- [Task brief]: Find the word "before" in the listing below, then return every line it appears in.

- [Extracted information]:
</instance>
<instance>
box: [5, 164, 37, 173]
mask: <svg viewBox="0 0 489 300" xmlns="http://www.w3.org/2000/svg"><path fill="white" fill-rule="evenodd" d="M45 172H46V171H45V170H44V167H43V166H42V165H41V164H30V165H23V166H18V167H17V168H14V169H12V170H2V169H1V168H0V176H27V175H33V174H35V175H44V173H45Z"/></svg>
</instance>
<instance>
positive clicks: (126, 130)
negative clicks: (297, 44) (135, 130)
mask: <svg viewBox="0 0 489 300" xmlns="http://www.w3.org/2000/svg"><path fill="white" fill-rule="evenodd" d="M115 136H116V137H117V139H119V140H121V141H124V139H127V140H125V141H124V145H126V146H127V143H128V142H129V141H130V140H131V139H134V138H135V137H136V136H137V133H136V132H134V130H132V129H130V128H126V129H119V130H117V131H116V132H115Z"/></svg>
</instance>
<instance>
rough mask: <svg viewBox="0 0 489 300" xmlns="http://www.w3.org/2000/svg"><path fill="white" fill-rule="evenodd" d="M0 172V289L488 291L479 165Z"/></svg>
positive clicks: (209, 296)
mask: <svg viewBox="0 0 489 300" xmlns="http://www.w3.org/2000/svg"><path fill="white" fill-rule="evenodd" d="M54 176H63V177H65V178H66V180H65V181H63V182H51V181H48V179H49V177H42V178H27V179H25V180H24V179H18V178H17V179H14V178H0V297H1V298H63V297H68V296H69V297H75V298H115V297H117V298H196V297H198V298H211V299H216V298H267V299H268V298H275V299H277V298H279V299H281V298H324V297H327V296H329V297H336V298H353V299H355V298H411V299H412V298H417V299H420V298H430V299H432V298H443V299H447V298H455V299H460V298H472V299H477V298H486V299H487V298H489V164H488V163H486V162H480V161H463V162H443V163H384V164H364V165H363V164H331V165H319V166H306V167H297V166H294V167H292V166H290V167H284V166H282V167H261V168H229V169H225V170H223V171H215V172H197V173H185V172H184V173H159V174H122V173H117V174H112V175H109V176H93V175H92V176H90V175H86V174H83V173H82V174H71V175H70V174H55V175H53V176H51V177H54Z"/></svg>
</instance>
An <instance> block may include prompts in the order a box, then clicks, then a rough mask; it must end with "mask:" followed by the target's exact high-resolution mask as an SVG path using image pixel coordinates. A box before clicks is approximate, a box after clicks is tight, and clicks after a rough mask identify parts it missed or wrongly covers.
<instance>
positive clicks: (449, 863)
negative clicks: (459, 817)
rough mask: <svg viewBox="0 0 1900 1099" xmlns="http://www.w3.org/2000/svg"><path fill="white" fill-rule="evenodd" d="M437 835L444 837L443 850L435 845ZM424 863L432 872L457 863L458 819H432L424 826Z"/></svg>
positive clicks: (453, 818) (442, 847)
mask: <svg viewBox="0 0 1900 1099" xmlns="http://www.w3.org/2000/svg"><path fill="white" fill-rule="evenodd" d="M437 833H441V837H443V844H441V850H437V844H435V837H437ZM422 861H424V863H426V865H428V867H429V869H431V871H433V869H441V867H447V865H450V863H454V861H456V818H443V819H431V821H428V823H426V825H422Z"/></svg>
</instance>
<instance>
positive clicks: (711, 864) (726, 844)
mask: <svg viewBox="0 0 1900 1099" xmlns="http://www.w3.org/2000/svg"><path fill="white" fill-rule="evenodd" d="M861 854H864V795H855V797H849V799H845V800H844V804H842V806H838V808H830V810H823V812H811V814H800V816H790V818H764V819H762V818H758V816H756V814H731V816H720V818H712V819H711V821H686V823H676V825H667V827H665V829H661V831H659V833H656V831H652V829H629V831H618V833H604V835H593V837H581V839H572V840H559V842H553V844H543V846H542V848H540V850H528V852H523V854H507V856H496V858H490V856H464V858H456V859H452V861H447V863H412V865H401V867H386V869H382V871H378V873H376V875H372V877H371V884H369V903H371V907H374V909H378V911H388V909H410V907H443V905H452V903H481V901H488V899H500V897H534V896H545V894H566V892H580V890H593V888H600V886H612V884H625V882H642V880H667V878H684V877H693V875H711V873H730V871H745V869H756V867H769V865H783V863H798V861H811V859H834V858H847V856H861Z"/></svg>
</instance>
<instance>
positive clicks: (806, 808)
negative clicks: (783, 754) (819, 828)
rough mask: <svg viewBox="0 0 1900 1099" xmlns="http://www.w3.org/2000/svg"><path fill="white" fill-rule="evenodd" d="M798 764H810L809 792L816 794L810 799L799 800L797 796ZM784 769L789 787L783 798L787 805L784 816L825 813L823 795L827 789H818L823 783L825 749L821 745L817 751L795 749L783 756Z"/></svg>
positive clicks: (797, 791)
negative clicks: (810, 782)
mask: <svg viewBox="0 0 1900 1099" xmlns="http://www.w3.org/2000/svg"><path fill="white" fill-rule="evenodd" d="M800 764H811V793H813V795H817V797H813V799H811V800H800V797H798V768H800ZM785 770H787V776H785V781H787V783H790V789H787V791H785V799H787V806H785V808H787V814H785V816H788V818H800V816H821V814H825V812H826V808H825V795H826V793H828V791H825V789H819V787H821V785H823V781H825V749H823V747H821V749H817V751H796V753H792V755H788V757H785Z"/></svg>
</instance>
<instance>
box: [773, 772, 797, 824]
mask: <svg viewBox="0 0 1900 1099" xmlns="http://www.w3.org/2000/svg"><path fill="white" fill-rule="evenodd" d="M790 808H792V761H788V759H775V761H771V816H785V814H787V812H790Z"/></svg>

==

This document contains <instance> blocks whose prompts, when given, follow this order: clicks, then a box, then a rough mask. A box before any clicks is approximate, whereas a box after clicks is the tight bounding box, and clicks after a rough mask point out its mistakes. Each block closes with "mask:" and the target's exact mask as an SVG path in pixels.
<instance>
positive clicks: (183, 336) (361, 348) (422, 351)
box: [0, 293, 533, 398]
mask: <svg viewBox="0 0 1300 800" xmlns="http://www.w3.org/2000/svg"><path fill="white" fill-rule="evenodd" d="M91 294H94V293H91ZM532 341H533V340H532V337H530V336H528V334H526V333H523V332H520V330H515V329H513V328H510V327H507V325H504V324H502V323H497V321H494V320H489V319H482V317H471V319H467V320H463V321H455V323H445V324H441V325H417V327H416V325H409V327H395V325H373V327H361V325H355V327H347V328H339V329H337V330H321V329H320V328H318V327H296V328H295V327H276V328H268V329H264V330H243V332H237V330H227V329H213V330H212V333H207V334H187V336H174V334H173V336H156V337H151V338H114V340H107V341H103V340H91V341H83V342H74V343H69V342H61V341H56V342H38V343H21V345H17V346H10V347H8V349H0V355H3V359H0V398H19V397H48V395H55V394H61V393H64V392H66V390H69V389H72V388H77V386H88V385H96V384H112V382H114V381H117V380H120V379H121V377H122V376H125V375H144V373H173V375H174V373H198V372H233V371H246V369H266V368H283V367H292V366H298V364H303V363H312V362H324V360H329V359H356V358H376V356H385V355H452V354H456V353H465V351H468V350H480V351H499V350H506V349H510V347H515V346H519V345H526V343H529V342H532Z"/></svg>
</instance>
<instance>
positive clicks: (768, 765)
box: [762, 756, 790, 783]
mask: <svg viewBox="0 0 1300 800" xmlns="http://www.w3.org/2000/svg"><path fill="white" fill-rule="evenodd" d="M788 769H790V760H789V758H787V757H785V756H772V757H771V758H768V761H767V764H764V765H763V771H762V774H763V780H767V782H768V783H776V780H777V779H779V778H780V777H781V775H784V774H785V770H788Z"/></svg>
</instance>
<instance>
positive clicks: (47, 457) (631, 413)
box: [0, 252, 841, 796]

- [Output of the exercise]:
An <instance> block may include prompts in the order a box, then clicks, then a rough mask; it must end with "mask:" followed by the target's exact high-resolution mask as an SVG path using image pixel coordinates. A box before clicks is approximate, a box after clicks is tight, and clicks after a rough mask identify parts it missed or wrongly covers.
This document contains <instance> blocks whose prompts, when given, follow this order: clicks, then a box, then a rough mask. A box before any clicks is approximate, whereas a box after clicks is the tight bounding box, and clicks after a rough mask point out its mistakes. Each block closes with "mask:" and the target's exact mask as an SVG path in pixels.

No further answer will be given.